● **Text section**:
::::

# Creating an end-to-end Pipeline
The code below is mainly adapted from this [blog post about creating Pipelines](https://medium.com/vickdata/a-simple-guide-to-scikit-learn-pipelines-4ac0d974bdcf)

**Question 4:** Try creating a single pipeline that does the full data preparation plus the final transformation.

What data preparation steps do we have to include? <br>

*Exclude data observation/wrangling:* We aren't concerned with checking the integrity/usefulness of our features or making any choices about composite features (e.g. feature engineering). We are only concerned with the *preparation* of the data for use in an ML algorithm. <br>

However, in the chapter, we decided to include certain composite features in our model. Since we also need to have these features for any test or real-life data that we would want to use the Pipeline on, we need to include a transformer to add these features for new instances. Luckily, he already provides the code for this custom transformer, which I'll use in my answer.

In this case, we *are* concerned about the following steps:
1. Impute or drop missing values 
2. Encode categorical features (One-hot)
3. Add combined features 
4. Scaling/standardization of continuous features 

## 1. Import modules, get data and split

In [57]:
import sklearn

import numpy as np
import os
import pandas as pd

In [58]:
# get data: copied from Ch2 Notebook
import os
import tarfile
import urllib

DOWNLOAD_ROOT = "https://raw.githubusercontent.com/ageron/handson-ml2/master/"
HOUSING_PATH = os.path.join("datasets", "housing")
HOUSING_URL = DOWNLOAD_ROOT + "datasets/housing/housing.tgz"

def fetch_housing_data(housing_url=HOUSING_URL, housing_path=HOUSING_PATH):
    if not os.path.isdir(housing_path):
        os.makedirs(housing_path)
    tgz_path = os.path.join(housing_path, "housing.tgz")
    urllib.request.urlretrieve(housing_url, tgz_path)
    housing_tgz = tarfile.open(tgz_path)

::::

● **Material**:
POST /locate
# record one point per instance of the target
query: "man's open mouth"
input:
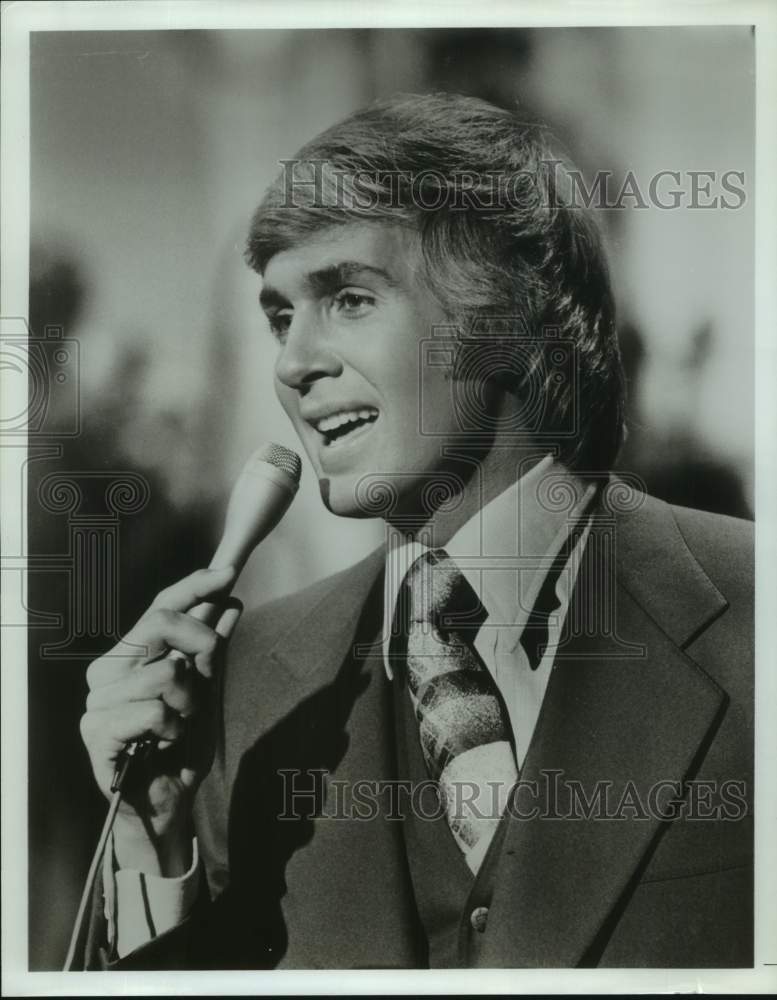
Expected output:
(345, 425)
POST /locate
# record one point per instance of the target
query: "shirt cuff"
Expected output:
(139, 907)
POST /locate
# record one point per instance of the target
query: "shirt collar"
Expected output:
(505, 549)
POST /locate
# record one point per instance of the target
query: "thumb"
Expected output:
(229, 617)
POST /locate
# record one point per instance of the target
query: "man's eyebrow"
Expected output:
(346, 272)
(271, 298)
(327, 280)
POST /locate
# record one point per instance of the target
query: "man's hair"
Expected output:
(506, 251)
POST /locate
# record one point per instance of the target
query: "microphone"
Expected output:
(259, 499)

::::

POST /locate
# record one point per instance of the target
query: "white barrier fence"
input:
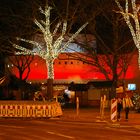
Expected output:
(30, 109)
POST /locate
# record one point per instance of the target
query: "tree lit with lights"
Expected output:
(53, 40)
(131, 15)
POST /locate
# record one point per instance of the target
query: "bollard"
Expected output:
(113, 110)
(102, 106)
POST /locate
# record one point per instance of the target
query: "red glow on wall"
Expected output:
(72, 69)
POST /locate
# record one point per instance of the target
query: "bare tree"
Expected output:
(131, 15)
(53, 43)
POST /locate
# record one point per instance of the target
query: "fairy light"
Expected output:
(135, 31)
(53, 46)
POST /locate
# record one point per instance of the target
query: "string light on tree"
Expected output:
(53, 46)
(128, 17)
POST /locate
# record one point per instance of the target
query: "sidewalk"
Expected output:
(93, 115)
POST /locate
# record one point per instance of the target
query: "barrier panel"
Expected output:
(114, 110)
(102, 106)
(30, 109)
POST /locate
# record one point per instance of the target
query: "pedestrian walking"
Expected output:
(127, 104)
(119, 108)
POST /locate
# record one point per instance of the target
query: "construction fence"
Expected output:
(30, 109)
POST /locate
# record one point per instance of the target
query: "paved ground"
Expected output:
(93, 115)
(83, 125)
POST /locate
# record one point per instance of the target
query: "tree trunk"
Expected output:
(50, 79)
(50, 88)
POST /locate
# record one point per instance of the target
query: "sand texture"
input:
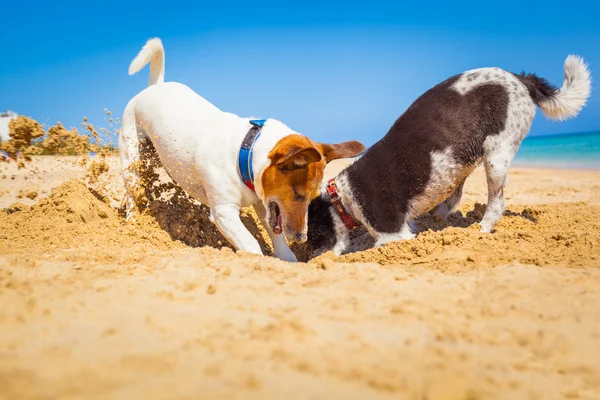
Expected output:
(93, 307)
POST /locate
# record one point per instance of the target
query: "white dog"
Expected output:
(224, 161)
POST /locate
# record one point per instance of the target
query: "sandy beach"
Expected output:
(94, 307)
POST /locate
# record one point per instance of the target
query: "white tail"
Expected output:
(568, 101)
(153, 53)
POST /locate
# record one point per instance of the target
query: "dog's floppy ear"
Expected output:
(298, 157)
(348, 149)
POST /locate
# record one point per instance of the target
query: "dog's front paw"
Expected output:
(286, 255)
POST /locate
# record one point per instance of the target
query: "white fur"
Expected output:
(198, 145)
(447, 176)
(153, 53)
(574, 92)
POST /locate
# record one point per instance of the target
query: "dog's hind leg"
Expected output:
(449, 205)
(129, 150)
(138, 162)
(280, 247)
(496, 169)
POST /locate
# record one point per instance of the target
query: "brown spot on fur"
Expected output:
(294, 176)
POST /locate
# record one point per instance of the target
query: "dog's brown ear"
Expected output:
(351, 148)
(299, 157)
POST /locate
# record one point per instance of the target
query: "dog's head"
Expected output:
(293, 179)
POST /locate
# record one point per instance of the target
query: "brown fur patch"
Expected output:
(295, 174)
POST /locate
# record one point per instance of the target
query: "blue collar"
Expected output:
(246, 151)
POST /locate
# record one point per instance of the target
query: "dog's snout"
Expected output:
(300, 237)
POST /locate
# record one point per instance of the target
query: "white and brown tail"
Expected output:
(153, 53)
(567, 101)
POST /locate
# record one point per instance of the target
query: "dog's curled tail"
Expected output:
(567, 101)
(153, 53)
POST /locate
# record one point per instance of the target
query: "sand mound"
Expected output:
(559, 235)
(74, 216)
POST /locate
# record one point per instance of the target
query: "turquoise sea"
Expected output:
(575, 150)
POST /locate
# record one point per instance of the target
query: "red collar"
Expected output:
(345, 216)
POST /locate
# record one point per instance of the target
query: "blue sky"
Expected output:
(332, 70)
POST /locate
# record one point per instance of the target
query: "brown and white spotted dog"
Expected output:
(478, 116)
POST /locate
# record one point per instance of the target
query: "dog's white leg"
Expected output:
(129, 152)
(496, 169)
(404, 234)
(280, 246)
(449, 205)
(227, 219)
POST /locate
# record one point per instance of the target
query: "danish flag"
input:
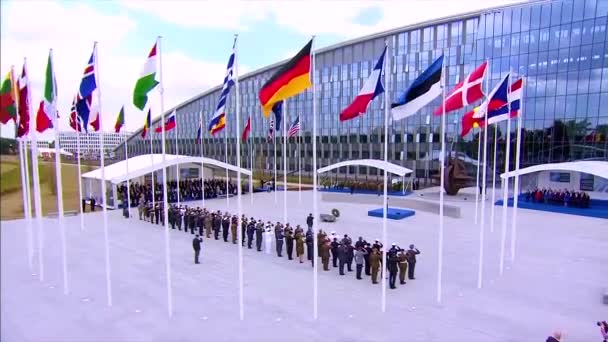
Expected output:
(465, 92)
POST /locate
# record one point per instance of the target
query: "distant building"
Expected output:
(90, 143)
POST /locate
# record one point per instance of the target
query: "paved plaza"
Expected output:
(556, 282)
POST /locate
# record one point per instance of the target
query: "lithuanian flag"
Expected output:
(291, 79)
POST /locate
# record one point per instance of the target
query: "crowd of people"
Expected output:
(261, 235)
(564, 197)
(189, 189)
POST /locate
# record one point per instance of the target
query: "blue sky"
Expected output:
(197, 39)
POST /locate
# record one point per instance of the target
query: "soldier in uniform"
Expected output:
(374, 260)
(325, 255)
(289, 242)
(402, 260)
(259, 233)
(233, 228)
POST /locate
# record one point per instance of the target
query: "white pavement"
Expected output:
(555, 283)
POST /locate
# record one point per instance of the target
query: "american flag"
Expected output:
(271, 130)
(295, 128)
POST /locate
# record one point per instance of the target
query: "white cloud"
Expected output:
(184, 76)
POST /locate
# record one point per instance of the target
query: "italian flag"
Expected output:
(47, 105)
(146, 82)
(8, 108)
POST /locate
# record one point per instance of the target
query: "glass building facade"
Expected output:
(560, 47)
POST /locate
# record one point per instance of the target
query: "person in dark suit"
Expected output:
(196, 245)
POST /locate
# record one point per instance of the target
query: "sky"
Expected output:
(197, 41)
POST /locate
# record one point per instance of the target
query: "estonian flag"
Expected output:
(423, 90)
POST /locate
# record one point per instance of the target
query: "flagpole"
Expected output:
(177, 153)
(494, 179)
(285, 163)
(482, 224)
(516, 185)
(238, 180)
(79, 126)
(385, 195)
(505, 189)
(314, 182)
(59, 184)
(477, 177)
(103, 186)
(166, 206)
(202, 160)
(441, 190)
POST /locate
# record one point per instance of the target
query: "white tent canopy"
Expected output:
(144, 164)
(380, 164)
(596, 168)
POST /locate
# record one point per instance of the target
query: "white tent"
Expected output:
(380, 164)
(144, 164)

::::

● **Exercise aim**:
Extend the scikit-learn pipeline walkthrough above, starting from the final line of code it shows.

● **Task answer**:
    housing_tgz.extractall(path=housing_path)
    housing_tgz.close()
    
fetch_housing_data()

In [59]:
import pandas as pd

def load_housing_data(housing_path=HOUSING_PATH):
    csv_path = os.path.join(housing_path, "housing.csv")
    return pd.read_csv(csv_path)
housing = load_housing_data()

In [60]:
# using random test/train split
from sklearn.model_selection import train_test_split

train_set, test_set = train_test_split(housing, test_size=0.2, random_state=42)

In [61]:
train_set.head()

Unnamed: 0,longitude,latitude,housing_median_age,total_rooms,total_bedrooms,population,households,median_income,median_house_value,ocean_proximity
14196,-117.03,32.71,33.0,3126.0,627.0,2300.0,623.0,3.2596,103000.0,NEAR OCEAN
8267,-118.16,33.77,49.0,3382.0,787.0,1314.0,756.0,3.8125,382100.0,NEAR OCEAN
17445,-120.48,34.66,4.0,1897.0,331.0,915.0,336.0,4.1563,172600.0,NEAR OCEAN
14265,-117.11,32.69,36.0,1421.0,367.0,1418.0,355.0,1.9425,93400.0,NEAR OCEAN
2271,-119.8,36.78,43.0,2382.0,431.0,874.0,380.0,3.5542,96500.0,INLAND


In [62]:
y_train = train_set['median_house_value']
X_train = train_set.drop(['median_house_value'], axis=1)
y_test = test_set['median_house_value']
X_train = test_set.drop(['median_house_value'], axis=1)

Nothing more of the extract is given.